● **TASK TO CARRY OUT**: Format the entries below, from the line containing "Where can the dark" to the line containing "<point>734,151</point>", as a Markdown table with the columns Row and Text, where Row numbers each line and Text holds that line. Leave out any blank lines.

● **Dataset entries on where objects are located**:
>> Start
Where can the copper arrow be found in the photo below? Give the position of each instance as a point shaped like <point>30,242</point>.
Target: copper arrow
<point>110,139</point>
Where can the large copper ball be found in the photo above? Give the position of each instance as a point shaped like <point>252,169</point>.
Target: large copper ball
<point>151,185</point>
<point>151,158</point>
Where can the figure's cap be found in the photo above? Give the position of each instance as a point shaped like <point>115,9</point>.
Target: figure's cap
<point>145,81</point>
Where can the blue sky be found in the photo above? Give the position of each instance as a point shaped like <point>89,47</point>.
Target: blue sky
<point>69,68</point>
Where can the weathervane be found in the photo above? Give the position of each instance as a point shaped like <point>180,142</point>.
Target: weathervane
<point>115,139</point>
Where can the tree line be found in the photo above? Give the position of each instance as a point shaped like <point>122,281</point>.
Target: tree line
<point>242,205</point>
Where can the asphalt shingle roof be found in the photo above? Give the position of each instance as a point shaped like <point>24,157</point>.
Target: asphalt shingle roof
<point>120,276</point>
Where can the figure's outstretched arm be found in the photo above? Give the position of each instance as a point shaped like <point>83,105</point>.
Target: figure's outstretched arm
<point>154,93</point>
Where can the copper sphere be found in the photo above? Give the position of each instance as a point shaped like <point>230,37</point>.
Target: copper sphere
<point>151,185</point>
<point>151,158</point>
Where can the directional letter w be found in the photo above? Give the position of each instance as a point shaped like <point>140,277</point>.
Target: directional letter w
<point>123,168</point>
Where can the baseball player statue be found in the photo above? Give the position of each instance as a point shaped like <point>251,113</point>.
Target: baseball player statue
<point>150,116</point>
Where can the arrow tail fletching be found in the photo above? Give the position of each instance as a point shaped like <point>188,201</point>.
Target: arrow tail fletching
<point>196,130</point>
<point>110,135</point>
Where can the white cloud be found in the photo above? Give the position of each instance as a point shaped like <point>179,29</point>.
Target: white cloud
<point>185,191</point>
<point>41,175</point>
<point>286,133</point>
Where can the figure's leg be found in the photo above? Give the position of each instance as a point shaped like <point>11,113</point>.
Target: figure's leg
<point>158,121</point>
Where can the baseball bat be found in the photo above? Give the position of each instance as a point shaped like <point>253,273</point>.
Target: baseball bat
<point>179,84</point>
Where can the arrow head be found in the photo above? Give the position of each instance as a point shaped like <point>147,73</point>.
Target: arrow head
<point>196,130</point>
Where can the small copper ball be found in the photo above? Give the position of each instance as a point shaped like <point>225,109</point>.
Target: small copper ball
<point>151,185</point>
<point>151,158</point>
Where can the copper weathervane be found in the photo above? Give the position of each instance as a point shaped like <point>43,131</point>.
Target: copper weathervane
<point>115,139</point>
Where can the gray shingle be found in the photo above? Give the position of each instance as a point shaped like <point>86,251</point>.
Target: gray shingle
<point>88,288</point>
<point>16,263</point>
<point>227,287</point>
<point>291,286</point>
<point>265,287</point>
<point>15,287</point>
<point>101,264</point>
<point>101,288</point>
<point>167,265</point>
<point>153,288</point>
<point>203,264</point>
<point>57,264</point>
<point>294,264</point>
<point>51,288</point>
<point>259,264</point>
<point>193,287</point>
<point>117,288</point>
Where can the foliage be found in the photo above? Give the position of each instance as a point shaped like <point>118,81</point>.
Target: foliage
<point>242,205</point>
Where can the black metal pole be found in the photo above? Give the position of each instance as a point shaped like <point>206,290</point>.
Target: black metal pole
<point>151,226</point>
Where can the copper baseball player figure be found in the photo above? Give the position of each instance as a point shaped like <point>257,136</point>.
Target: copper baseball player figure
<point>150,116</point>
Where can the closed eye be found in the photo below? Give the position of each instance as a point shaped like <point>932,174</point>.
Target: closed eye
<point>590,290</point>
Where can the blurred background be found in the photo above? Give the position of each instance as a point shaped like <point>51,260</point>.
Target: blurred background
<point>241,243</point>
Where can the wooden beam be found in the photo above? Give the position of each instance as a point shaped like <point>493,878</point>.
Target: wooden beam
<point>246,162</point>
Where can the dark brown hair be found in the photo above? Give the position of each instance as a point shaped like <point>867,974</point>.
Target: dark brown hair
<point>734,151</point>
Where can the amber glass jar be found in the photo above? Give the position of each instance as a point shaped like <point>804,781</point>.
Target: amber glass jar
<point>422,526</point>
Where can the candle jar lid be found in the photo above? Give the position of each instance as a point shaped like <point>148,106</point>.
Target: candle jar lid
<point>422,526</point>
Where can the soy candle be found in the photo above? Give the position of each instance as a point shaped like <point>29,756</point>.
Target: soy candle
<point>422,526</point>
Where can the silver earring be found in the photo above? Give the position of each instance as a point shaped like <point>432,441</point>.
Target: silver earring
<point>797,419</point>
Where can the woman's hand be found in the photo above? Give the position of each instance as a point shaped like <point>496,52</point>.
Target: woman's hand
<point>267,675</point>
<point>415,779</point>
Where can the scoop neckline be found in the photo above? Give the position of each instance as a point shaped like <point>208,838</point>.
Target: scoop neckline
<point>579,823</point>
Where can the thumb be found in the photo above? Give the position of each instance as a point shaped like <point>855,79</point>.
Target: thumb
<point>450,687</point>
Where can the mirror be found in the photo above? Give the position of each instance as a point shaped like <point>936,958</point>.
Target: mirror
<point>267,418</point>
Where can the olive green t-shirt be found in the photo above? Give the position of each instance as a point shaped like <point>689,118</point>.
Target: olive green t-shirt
>> End
● **EXERCISE RESULT**:
| Row | Text |
|---|---|
| 1 | Where can the dark brown hair be found in the photo above? Give the position of each instance as a point shaped like <point>867,974</point>. |
| 2 | Target: dark brown hair |
| 3 | <point>734,151</point> |